§ IL COMPITO
Trascrivi tutto l'articolo sul patto di stabilità europeo, senza cambiare nulla.

§ BLOCCO DI TESTO

####################

La solita Europa

di Gaetano Pedullà

Il portavoce della cancelliera Merkel – attenzione, il portavoce – ieri ci ha detto che il patto di stabilità europeo può essere flessibile. L’accordo consente di valutare i singoli casi e permette di allungare i tempi per il rientro nei parametri concordati con Bruxelles. Adesso delle due è buona solo una: o in passato non abbiamo capito niente o è cambiato qualcosa nella notte. Perché fino a ieri il patto di stabilità era un Totem. Sono sprofondate le economie di interi Paesi e c’è gente che si è uccisa per la disperazione. Ora invece, in cambio di un compromesso sulle nomine Ue, il partito della Merkel scopre che il rigore può essere meno rigoroso. Il Pd esulta perché attribuisce questo cambio di passo a Renzi. E così l’Europa può fotterci un’altra volta. Il sacerdote del rigore nei conti pubblici, quel capo dell’Eurogruppo che ci ha massacrato in ogni circostanza, Jean Claude Juncker, ha ottenuto il via libera dei socialisti e si avvia a diventare presidente della Commissione Ue. Solo gli inglesi stanno dimostrando di non avere memoria corta, e contro questa nomina continuano da soli ad alzare un muro sacrosanto. L’Italia invece si fa convincere da un mucchio di chiacchiere, e con altrettante chiacchiere si prepara al semestre di presidenza dietro l’angolo. Le premesse sono i soliti documenti vuoti, con dentro proclami per creare lavoro, spingere la ripresa, far ripartire le economia. Come, con che soldi, con quali deroghe sul deficit e sul debito, però non lo si dice. Sotto il vestito così non c’è niente. La nuova Europa è identica alla vecchia: fumosa, burocratica, attenta agli affari prima che ai popoli. E nessuno meglio di Juncker ne sa qualcosa.

####################

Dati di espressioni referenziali
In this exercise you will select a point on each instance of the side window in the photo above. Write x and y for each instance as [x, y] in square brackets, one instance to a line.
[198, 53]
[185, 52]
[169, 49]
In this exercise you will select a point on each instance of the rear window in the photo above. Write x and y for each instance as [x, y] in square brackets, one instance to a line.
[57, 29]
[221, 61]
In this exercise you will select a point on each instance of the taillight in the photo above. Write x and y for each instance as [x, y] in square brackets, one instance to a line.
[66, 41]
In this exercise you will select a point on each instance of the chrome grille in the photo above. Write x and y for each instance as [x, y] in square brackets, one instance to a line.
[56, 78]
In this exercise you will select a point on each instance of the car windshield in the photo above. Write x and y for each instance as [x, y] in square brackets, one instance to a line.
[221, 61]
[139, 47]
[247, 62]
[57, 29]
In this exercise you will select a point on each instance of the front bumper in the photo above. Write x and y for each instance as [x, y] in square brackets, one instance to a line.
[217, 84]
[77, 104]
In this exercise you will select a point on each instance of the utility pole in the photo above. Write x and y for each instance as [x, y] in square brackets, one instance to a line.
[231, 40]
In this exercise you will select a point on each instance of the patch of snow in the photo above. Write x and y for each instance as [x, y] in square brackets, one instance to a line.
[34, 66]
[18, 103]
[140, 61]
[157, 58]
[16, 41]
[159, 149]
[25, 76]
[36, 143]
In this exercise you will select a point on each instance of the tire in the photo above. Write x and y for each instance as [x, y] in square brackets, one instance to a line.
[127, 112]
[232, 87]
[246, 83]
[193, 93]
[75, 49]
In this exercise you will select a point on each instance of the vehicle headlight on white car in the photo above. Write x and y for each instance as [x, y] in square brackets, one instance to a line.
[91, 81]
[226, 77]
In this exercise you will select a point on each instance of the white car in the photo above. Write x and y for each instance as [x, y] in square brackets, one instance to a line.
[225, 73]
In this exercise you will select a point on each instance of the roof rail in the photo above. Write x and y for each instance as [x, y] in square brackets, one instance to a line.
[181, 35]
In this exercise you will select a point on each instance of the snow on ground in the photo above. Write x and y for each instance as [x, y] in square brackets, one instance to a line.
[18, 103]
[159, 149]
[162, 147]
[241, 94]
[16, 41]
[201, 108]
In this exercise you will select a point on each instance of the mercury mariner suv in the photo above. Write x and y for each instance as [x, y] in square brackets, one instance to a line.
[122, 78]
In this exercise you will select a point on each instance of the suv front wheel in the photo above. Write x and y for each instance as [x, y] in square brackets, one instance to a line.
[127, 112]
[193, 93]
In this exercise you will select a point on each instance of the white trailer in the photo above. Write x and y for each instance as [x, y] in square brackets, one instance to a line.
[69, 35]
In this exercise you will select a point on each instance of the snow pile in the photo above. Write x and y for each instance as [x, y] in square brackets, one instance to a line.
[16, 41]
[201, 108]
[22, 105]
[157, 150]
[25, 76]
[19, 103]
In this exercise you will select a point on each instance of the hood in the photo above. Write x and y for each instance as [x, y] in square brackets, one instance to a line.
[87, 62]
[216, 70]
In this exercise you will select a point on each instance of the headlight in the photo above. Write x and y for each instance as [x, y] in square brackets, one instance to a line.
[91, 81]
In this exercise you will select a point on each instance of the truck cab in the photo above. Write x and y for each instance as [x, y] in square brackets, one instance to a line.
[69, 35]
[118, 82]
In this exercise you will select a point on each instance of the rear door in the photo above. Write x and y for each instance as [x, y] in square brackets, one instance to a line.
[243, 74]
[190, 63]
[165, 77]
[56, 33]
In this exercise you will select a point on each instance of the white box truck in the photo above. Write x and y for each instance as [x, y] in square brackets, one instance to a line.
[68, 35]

####################

§ SOLUZIONE
La solita Europa

di Gaetano Pedullà

Il portavoce della cancelliera Merkel – attenzione, il portavoce – ieri ci ha detto che il patto di stabilità europeo può essere flessibile. L’accordo consente di valutare i singoli casi e permette di allungare i tempi per il rientro nei parametri concordati con Bruxelles. Adesso delle due è buona solo una: o in passato non abbiamo capito niente o è cambiato qualcosa nella notte. Perché fino a ieri il patto di stabilità era un Totem. Sono sprofondate le economie di interi Paesi e c’è gente che si è uccisa per la disperazione. Ora invece, in cambio di un compromesso sulle nomine Ue, il partito della Merkel scopre che il rigore può essere meno rigoroso. Il Pd esulta perché attribuisce questo cambio di passo a Renzi. E così l’Europa può fotterci un’altra volta. Il sacerdote del rigore nei conti pubblici, quel capo dell’Eurogruppo che ci ha massacrato in ogni circostanza, Jean Claude Juncker, ha ottenuto il via libera dei socialisti e si avvia a diventare presidente della Commissione Ue. Solo gli inglesi stanno dimostrando di non avere memoria corta, e contro questa nomina continuano da soli ad alzare un muro sacrosanto. L’Italia invece si fa convincere da un mucchio di chiacchiere, e con altrettante chiacchiere si prepara al semestre di presidenza dietro l’angolo. Le premesse sono i soliti documenti vuoti, con dentro proclami per creare lavoro, spingere la ripresa, far ripartire le economia. Come, con che soldi, con quali deroghe sul deficit e sul debito, però non lo si dice. Sotto il vestito così non c’è niente. La nuova Europa è identica alla vecchia: fumosa, burocratica, attenta agli affari prima che ai popoli. E nessuno meglio di Juncker ne sa qualcosa.